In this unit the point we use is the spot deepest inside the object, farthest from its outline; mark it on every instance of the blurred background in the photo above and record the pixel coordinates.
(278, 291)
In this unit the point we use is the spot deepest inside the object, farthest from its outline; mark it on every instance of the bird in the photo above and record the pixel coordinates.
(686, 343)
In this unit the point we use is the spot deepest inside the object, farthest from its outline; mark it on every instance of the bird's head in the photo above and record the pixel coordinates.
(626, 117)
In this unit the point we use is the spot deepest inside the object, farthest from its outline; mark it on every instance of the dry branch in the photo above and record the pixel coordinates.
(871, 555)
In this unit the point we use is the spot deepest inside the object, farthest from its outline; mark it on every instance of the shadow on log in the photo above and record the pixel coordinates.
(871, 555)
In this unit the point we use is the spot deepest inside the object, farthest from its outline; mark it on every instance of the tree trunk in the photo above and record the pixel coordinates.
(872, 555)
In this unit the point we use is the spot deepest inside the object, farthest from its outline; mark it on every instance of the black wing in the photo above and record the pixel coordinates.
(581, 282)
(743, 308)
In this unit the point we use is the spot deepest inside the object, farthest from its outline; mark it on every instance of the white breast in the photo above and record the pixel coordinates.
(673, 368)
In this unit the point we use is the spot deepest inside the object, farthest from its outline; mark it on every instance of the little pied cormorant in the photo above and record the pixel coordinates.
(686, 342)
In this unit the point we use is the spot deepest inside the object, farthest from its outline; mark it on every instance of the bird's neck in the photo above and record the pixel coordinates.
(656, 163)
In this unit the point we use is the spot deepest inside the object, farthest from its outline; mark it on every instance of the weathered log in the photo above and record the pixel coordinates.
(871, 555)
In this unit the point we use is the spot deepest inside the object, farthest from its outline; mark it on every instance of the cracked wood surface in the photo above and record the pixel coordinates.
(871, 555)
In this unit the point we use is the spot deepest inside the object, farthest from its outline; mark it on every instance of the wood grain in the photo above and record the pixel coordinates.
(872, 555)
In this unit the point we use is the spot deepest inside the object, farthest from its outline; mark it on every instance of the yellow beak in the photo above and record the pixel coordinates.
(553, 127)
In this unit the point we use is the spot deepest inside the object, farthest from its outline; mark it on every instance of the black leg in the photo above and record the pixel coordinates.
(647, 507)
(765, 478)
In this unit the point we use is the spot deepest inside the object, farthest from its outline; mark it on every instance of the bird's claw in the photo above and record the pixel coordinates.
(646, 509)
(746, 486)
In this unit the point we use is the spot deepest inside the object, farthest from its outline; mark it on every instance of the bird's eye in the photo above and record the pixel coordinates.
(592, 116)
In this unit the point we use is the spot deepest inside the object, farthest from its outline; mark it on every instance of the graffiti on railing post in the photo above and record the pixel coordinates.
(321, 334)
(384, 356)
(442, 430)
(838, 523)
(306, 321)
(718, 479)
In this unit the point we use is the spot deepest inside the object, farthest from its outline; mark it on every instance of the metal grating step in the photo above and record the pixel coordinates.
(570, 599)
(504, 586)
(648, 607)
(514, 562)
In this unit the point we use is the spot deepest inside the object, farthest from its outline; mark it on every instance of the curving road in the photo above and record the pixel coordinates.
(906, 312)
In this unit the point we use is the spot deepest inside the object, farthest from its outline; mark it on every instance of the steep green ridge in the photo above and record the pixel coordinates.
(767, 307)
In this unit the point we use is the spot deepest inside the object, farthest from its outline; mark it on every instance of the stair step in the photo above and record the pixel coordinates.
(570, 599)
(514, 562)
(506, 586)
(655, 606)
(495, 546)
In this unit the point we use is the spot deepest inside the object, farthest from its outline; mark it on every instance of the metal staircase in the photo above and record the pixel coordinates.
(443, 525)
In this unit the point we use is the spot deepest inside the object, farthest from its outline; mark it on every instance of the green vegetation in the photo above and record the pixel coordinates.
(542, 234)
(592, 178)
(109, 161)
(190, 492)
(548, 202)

# # #

**What needs to be done**
Please rewrite the listing from the line containing "of the green" through the end of the listing, scaling every answer coordinate by 2.6 and rounding to whole numbers, with halves rounded up. Keep every other line in that span unchanged.

**Written solution**
In this unit the point we use is the spot deepest inside the object, farthest from its outline; mark it on every instance of the green vegetation in the photo above and record the pixel coordinates.
(1409, 608)
(1539, 463)
(283, 419)
(494, 1279)
(1425, 525)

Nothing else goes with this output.